BEGIN Text for analysis
I followed the first edition of this book during my master's degree Data Mining course. This is a good book (not too math heavy like [0]). It is a good book for somebody getting into data mining but it is more theoretical. For another excellent book that concentrates on building models using R I highly recommend [1] which has a great balance of theory and practical. Fun fact regarding [1] - one of the authors is the daughter of the renowned physicist Ed Witten.
I'm excited to take this class this fall at the U of M. I've heard that the fall course is more algorithmically rigorous than the spring course because the computer science department tries to open it up to non-CS majors at that time (biology majors interested in bioinformatics, for example). The professor, George Karypis, has a reputation on campus. I'm doing a dual degree in statistical science and CS so I'm looking forward to seeing how this compares to some similar class offered by the stats department.
END Text for analysis
BEGIN Source data
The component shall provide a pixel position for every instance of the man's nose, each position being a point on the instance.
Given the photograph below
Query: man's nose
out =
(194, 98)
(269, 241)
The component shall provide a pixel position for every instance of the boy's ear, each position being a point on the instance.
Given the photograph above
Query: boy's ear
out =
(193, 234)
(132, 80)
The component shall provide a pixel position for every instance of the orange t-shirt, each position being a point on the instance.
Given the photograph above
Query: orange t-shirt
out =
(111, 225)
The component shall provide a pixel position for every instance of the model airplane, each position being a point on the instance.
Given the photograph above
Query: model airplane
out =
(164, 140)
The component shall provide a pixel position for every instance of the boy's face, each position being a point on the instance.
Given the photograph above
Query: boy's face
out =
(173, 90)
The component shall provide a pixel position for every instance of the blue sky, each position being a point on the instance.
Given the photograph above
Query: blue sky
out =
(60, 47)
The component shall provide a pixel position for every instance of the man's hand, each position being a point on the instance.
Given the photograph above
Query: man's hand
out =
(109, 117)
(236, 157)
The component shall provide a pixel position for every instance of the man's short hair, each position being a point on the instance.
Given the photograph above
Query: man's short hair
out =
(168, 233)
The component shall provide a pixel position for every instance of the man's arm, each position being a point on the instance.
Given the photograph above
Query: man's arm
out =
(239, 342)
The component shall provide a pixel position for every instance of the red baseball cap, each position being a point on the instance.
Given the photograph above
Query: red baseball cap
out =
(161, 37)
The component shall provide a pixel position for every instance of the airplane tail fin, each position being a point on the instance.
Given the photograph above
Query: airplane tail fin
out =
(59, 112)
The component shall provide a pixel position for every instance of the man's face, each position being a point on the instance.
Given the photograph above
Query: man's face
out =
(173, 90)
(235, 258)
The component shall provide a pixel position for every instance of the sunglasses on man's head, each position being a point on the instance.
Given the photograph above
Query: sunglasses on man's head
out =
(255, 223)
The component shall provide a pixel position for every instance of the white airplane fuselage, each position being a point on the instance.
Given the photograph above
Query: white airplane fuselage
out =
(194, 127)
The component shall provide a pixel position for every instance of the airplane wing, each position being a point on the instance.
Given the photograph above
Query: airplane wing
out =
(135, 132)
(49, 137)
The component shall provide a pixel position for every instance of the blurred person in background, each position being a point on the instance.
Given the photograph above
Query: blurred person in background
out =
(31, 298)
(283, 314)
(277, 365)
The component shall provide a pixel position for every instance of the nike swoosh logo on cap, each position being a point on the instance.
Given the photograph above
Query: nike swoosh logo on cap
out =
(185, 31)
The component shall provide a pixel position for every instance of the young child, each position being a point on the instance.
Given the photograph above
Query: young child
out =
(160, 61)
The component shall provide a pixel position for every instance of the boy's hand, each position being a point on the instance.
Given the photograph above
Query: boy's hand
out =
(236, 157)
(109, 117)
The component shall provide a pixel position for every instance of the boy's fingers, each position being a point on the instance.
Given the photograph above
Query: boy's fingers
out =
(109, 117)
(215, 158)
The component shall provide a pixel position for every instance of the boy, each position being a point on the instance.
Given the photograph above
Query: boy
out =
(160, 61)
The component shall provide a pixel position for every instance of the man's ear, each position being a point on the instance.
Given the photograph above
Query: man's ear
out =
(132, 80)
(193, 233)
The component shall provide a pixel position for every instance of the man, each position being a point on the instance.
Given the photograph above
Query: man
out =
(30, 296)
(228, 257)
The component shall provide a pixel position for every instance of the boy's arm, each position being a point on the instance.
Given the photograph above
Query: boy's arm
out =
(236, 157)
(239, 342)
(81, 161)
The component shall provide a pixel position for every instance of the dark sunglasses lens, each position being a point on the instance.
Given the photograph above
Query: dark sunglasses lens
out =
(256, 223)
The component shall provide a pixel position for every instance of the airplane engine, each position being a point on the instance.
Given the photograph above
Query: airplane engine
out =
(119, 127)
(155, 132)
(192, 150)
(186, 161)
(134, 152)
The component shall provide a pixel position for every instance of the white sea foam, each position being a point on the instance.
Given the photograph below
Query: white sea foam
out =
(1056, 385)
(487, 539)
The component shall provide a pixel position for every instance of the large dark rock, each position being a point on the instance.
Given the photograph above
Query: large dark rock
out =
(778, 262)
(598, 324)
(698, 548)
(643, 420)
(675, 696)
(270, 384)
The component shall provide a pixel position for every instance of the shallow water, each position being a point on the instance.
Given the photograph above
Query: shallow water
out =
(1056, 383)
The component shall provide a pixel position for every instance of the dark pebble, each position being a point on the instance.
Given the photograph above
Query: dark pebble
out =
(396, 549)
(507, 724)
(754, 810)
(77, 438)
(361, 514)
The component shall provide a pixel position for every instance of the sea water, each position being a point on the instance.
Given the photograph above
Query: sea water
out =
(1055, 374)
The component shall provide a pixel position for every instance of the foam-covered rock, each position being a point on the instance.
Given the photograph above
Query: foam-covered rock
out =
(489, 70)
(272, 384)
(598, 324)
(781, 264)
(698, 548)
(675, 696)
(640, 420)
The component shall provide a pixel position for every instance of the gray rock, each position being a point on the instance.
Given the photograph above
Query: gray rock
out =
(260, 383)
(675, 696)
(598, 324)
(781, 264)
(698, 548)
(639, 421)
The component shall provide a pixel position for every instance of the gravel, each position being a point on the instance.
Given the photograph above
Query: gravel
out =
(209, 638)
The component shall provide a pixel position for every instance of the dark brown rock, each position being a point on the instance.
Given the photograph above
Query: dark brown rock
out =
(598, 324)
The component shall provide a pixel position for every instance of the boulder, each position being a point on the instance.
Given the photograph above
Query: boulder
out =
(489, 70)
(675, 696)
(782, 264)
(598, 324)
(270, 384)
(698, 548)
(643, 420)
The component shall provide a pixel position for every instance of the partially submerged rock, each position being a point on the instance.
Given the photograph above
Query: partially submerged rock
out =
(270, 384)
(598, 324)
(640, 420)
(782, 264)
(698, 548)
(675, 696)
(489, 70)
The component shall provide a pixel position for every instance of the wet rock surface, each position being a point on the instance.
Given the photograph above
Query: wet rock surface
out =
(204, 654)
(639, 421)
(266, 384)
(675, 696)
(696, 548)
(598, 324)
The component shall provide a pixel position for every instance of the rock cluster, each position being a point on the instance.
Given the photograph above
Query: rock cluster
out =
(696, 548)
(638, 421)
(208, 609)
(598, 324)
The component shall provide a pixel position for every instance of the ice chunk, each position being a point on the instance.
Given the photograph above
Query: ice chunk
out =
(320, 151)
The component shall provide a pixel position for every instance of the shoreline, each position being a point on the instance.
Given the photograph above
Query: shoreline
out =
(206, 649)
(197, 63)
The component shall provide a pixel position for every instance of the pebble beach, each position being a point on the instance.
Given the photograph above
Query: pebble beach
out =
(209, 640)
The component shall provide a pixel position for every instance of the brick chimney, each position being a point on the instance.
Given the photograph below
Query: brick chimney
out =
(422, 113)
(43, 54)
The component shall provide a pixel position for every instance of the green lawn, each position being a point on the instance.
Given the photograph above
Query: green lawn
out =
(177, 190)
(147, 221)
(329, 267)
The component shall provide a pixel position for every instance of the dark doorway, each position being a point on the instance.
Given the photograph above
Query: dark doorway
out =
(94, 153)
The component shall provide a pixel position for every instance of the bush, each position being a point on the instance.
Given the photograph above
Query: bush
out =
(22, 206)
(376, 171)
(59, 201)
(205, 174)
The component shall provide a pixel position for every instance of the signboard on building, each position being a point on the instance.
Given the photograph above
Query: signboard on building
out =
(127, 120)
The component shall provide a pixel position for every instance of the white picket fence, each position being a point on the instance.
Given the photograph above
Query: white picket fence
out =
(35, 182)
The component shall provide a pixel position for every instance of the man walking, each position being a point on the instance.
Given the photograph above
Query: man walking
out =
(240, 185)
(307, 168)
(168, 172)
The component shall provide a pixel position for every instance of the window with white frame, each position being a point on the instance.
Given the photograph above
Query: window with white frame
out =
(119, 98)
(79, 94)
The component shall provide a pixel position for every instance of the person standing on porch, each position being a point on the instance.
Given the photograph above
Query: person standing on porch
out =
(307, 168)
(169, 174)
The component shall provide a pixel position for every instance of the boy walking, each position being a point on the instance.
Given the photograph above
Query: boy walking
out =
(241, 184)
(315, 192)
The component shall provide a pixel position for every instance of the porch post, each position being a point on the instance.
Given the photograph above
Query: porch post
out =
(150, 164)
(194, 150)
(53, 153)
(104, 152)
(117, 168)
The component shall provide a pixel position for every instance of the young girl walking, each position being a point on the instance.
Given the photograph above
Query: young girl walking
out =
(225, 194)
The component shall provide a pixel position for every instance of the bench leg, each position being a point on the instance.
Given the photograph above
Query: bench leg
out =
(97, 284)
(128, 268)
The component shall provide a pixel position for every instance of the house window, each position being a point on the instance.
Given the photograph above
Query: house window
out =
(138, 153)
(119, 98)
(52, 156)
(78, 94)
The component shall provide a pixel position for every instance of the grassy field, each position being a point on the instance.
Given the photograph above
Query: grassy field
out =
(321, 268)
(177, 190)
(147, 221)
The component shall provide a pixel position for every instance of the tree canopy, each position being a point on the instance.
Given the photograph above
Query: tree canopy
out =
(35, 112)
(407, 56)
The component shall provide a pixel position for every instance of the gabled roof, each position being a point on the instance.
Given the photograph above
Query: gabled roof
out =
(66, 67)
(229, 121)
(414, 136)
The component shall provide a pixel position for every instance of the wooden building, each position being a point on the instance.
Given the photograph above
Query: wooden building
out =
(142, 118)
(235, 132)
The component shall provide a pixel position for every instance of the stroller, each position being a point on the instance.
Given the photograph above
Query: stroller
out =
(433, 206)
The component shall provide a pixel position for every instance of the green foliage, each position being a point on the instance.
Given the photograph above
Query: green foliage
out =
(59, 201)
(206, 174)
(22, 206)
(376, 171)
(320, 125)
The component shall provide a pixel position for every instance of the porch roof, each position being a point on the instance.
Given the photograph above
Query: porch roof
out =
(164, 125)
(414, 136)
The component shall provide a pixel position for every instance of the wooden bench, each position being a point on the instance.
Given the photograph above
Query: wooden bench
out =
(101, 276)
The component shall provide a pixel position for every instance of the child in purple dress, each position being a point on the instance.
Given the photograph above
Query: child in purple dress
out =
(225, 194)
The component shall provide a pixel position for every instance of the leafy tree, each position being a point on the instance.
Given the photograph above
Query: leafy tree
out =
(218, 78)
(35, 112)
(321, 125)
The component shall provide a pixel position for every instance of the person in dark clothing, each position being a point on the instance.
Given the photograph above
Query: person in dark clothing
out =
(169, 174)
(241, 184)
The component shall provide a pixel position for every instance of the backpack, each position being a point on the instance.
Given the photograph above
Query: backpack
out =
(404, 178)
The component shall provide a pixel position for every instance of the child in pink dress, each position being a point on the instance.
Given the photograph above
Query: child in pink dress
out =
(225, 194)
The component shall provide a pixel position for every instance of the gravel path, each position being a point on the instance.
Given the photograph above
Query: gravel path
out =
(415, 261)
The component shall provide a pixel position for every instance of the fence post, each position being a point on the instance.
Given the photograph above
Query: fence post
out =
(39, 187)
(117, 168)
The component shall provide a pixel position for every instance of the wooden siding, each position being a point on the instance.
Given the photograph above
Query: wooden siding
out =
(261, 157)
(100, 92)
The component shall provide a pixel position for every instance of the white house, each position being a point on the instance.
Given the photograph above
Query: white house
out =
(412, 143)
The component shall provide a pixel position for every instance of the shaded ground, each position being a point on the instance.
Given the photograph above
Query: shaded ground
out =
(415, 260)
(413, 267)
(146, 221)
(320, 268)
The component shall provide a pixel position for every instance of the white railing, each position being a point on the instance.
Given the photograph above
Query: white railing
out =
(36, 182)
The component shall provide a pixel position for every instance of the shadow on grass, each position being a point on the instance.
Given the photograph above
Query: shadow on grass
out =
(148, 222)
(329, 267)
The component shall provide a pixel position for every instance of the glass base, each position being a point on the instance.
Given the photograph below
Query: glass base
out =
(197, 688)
END Source data
_Actions to take_.
[1] In the data mining comments, who is the professor for the fall course at the U of M?
[2] Carry on the comments about the data mining book and course, starting after their last sentence.

_Answers by item_.
[1] George Karypis.

[2]
1st Edition of this book was excellent. Gives a solid explanation of both data mining/ml techniques and the trade-offs of choosing them.
The update to the chapter of classification was needed. Previously, the section on SVM and ANN was a subpart of a chapter, spanning no more than 10 pages, glad they added more detail there.
They also spend time in early chapters talking about preprocessing and cleaning data, something that often is glossed over.
Well I’m pretty sure it is a textbook (by Pearson a textbook publisher) put together by research PHDs in Data Mining, so textbook pricing seems appropriate to me. I’m more worried whether all that profit just goes to the publishers.